# [Document excerpt]
■ ■ ■ ■ ■
James, there are a few basics to consider when looking at any Elan, and I would certainly think about them for this car.

First is value. Elan values have gone up a fair bit in the past few years, along with most classic cars. There have been a few cars restored to perfection (and original specification) that have sold for ?40k plus, but they tend to be Sprints.

If this car is as good as it looks, then they are asking top money for it as a Stromberg S4 DHC IF it had been restored to original specification. Unfortunately, being painted in a non-original colour (for an S4) and the Sprint livery does de-value the car, as many who want these cars do want originality. I agree with you that it looks superb in Pistachio over White, but many wouldn't, even on a Sprint!

Something to check is if this is an original DHC (chassis type 45) or a FHC with a chopped top (chassis type 36). It makes no difference to the driving experience, but again, it devalues the car by a fair bit if it's a conversion.

The main thing to check out is the recent paintwork. Who did the work, how much did it cost, and are 'before' and 'during' photos available? It's very easy to make these cars look good with a bit of filler and a blowover for under ?2k or so, but a proper bare-shell repaint with the inevitable fibreglass problems fixed properly is ?5k plus.
■ ■ ■ ■ ■
# [Given instruction 1]
Retype the Elan buying advice exactly, starting with "If this car" and going on through "it's a conversion.".

# [Data section]
■ ■ ■ ■ ■
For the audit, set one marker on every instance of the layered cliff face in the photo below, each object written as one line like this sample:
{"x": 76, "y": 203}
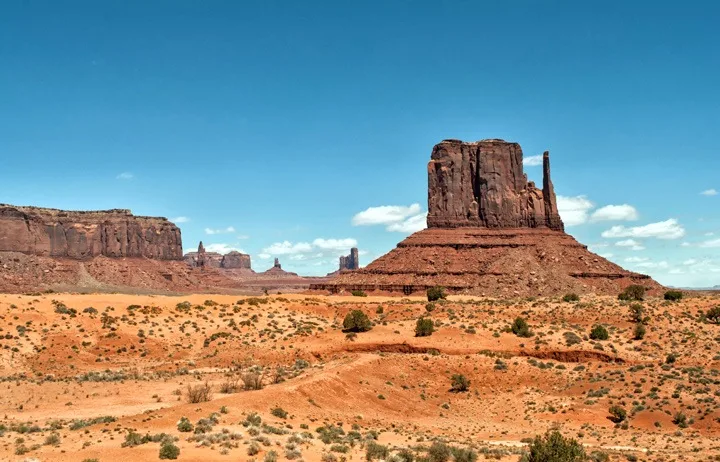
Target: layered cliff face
{"x": 84, "y": 235}
{"x": 490, "y": 232}
{"x": 482, "y": 184}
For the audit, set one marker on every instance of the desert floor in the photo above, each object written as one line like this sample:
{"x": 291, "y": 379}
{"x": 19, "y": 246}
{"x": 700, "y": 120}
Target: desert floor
{"x": 103, "y": 377}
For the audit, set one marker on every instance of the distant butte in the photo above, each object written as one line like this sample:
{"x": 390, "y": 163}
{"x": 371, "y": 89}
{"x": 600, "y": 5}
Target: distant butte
{"x": 490, "y": 232}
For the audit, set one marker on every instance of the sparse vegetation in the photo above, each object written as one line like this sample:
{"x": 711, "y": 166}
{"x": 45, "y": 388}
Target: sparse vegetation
{"x": 356, "y": 321}
{"x": 436, "y": 293}
{"x": 424, "y": 327}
■ ■ ■ ■ ■
# [Given instruction 2]
Switch "marker" to "pin" in the listing lines starting with the line with "of the desert" and going on through the last line of the listing. Return only those lines, with everything else unchanged.

# [Complete answer 1]
If this car is as good as it looks, then they are asking top money for it as a Stromberg S4 DHC IF it had been restored to original specification. Unfortunately, being painted in a non-original colour (for an S4) and the Sprint livery does de-value the car, as many who want these cars do want originality. I agree with you that it looks superb in Pistachio over White, but many wouldn't, even on a Sprint!

Something to check is if this is an original DHC (chassis type 45) or a FHC with a chopped top (chassis type 36). It makes no difference to the driving experience, but again, it devalues the car by a fair bit if it's a conversion.

# [Complete answer 2]
For the audit, set one pin on every instance of the desert floor in the photo above, each object written as one line like this sample:
{"x": 291, "y": 379}
{"x": 19, "y": 246}
{"x": 700, "y": 120}
Target: desert floor
{"x": 103, "y": 377}
For the audit, set one pin on every instance of the distant butte in the photo above, each object written as one line like this sample:
{"x": 390, "y": 163}
{"x": 371, "y": 89}
{"x": 600, "y": 5}
Target: distant butte
{"x": 490, "y": 232}
For the audit, set one pin on every instance of the sparse vegetation in the photo above, each object written as one line like this sample:
{"x": 711, "y": 166}
{"x": 45, "y": 388}
Target: sparse vegetation
{"x": 356, "y": 321}
{"x": 436, "y": 293}
{"x": 424, "y": 327}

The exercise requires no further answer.